* **Required work**
Copy each of the following items word for word, omitting the pictures.

* **Available records**
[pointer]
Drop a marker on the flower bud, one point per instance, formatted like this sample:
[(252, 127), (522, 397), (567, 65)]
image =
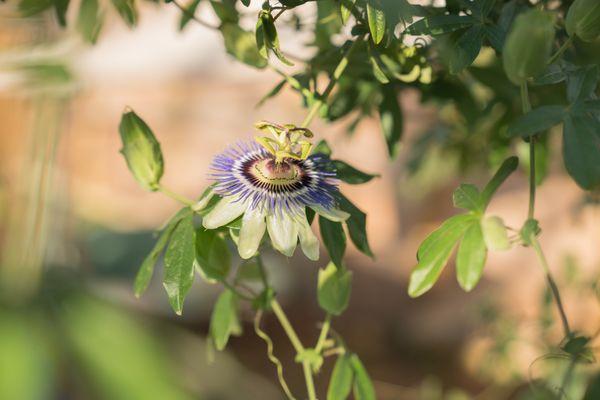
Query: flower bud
[(528, 45), (583, 20), (141, 150)]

* **Solution to this task**
[pointer]
Drop a marker on the flower bud, one point per instance, formatted like this sample:
[(252, 127), (522, 397), (567, 65)]
image =
Query: flower bud
[(528, 45), (583, 20), (141, 150)]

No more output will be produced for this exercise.